▶ **What is being asked**
Select every line in the rows below that contains the string "standing". The match is case-sensitive.

▶ **Input rows**
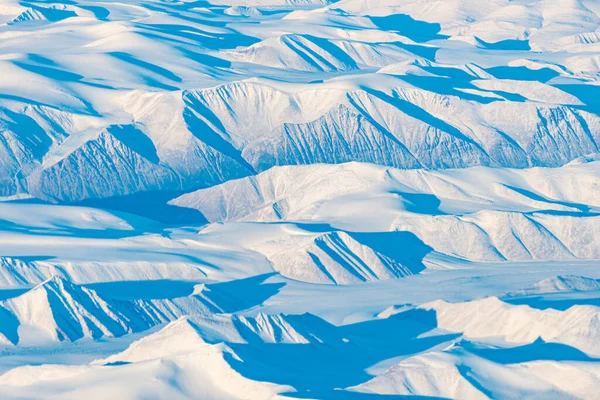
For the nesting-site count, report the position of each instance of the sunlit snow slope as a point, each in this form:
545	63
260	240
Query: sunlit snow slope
269	199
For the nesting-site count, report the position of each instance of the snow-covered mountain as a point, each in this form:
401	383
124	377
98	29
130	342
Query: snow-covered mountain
270	199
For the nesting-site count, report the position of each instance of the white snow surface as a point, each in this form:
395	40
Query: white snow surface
314	199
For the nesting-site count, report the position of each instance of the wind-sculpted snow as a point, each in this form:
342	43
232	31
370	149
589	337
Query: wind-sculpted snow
144	97
269	199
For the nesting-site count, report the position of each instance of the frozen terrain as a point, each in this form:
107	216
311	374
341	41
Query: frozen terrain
277	199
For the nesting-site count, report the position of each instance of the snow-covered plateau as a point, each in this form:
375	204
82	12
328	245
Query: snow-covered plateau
299	199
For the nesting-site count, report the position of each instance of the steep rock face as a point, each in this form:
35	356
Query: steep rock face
336	258
23	144
196	138
104	166
337	137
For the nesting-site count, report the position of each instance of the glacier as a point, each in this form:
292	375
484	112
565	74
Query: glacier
314	199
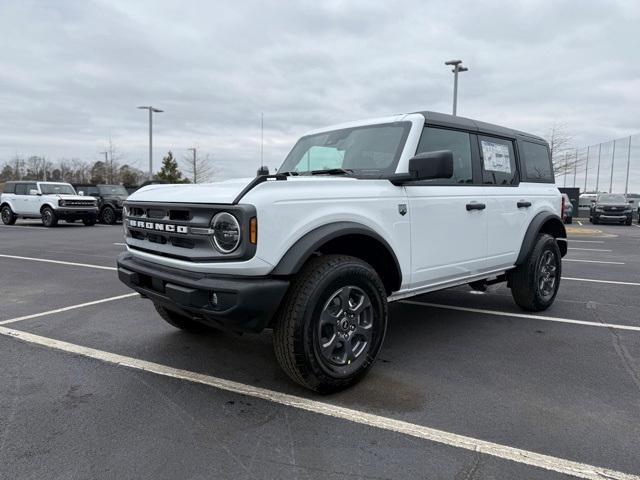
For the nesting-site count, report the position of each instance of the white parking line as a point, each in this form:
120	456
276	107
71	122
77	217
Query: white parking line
45	260
590	249
614	282
523	315
546	462
66	309
591	261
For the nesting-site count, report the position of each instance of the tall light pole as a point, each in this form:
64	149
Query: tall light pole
457	67
152	110
613	161
195	176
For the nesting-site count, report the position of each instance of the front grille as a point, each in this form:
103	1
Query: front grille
182	230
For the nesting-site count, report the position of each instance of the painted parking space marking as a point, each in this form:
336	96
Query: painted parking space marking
590	249
546	462
591	261
66	309
613	282
523	315
60	262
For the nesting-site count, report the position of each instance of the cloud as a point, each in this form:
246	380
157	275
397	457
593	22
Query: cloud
73	72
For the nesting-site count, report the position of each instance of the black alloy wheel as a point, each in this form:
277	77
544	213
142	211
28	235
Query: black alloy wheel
8	218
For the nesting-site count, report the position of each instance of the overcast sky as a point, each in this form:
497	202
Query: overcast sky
72	72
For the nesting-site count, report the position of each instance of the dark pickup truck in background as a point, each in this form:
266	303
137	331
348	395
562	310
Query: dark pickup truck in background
611	207
110	200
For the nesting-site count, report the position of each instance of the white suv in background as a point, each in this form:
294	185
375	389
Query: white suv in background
358	215
49	201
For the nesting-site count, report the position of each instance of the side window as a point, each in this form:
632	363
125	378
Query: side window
498	161
320	158
434	139
536	163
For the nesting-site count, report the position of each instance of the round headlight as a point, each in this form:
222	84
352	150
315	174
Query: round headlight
226	232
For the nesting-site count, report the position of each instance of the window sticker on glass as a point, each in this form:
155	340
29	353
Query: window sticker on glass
496	157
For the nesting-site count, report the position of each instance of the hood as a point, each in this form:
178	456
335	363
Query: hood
218	192
64	196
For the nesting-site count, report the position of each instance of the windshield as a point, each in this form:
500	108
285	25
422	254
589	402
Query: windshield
112	190
370	150
57	189
612	199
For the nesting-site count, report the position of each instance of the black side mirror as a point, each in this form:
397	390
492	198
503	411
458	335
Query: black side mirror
430	165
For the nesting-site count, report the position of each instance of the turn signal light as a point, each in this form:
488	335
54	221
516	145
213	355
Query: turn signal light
253	230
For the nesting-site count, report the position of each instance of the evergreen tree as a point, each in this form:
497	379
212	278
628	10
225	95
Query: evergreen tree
169	171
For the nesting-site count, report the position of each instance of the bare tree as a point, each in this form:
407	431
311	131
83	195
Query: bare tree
111	162
198	167
563	154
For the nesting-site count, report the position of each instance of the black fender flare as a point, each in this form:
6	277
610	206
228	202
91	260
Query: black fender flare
543	222
293	260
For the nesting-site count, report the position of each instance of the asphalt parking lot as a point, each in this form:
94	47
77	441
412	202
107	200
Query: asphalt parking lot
95	385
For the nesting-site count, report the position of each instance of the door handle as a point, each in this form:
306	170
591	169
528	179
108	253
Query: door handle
475	206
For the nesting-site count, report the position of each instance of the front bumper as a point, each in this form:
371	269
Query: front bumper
71	213
242	304
613	217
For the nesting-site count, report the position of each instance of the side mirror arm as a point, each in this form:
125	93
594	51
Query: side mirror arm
399	179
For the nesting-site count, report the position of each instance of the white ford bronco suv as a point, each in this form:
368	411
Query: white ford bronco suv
49	201
358	215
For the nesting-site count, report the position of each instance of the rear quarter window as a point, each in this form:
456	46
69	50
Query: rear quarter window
536	163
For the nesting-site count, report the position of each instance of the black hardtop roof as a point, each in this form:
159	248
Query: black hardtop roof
445	120
34	181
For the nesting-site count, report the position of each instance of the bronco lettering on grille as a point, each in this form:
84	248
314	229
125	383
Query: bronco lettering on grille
161	227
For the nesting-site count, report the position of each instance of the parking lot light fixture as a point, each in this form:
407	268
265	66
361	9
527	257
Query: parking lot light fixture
457	67
152	110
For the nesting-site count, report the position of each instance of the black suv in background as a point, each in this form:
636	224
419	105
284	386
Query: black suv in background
611	207
110	200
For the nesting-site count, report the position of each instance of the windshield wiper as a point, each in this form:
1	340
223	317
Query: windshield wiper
332	171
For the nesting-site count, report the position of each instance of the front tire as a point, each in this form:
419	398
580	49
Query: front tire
534	284
180	321
49	218
331	325
108	216
8	217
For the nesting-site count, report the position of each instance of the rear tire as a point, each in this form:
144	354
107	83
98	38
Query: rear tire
49	218
8	217
534	284
180	321
108	215
331	325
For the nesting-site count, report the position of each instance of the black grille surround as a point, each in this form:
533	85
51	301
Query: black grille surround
182	230
79	203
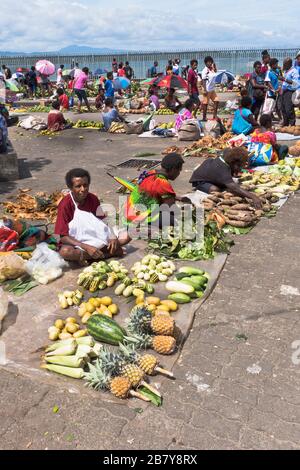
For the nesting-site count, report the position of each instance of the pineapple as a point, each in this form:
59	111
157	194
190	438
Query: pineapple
140	320
150	365
163	325
160	344
163	344
120	387
134	374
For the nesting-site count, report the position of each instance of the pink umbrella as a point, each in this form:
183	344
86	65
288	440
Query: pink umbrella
45	67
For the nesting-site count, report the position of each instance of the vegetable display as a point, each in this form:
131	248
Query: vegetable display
177	247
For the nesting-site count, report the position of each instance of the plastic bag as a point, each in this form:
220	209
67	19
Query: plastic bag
12	266
3	304
45	265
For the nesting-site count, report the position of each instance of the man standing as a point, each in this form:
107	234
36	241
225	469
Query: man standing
208	80
109	87
79	87
290	85
60	80
153	70
128	71
193	85
7	72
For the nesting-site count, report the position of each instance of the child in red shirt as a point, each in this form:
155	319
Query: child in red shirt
63	99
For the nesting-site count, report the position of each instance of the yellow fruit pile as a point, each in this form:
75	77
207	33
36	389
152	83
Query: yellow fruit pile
65	329
155	304
97	305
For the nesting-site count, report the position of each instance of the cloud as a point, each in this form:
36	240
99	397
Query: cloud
54	24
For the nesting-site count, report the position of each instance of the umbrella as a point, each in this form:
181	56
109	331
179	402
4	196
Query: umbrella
169	81
100	71
12	85
126	184
147	81
17	75
45	67
22	69
121	83
68	73
223	76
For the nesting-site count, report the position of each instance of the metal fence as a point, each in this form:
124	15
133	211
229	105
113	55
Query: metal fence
237	60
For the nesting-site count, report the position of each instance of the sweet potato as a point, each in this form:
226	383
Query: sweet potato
242	207
238	223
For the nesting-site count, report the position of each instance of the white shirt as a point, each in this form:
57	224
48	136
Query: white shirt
59	76
209	77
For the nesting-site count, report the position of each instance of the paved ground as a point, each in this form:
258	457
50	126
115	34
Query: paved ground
237	386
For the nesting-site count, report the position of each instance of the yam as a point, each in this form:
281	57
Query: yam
242	207
238	223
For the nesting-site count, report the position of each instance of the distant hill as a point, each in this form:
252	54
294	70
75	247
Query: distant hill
72	50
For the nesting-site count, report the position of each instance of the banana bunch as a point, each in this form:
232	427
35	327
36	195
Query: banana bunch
100	275
166	125
39	109
46	132
164	112
80	124
69	298
117	128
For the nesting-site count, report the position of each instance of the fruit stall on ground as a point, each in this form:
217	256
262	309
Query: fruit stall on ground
118	327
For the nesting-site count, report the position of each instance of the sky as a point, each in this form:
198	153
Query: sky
39	25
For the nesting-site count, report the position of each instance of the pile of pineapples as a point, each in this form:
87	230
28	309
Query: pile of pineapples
123	373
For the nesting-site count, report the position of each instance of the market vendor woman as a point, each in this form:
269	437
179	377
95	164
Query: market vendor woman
83	235
154	190
217	174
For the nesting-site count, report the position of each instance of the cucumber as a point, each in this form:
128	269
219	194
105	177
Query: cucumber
191	282
180	298
104	329
191	271
201	280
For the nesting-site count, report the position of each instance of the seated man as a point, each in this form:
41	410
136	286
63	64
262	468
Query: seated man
63	99
56	120
83	236
110	114
172	102
3	134
154	194
217	174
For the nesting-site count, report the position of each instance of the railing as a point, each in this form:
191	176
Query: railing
237	60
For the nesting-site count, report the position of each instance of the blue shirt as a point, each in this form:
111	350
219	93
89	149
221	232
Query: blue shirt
3	128
109	89
108	118
240	124
292	75
272	77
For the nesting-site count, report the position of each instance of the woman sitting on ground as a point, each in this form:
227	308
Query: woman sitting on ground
63	99
110	114
83	236
185	113
100	98
216	174
265	134
172	102
244	122
144	205
56	120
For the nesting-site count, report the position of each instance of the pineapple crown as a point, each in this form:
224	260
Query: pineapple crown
110	362
140	341
97	378
140	321
128	353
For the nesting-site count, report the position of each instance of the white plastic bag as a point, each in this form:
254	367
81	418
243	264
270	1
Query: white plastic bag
45	265
3	305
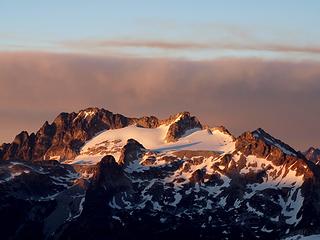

▶ **Full response**
For the nesting-site count, report the position of each instance of the man standing as a point, each in this form:
Query: man standing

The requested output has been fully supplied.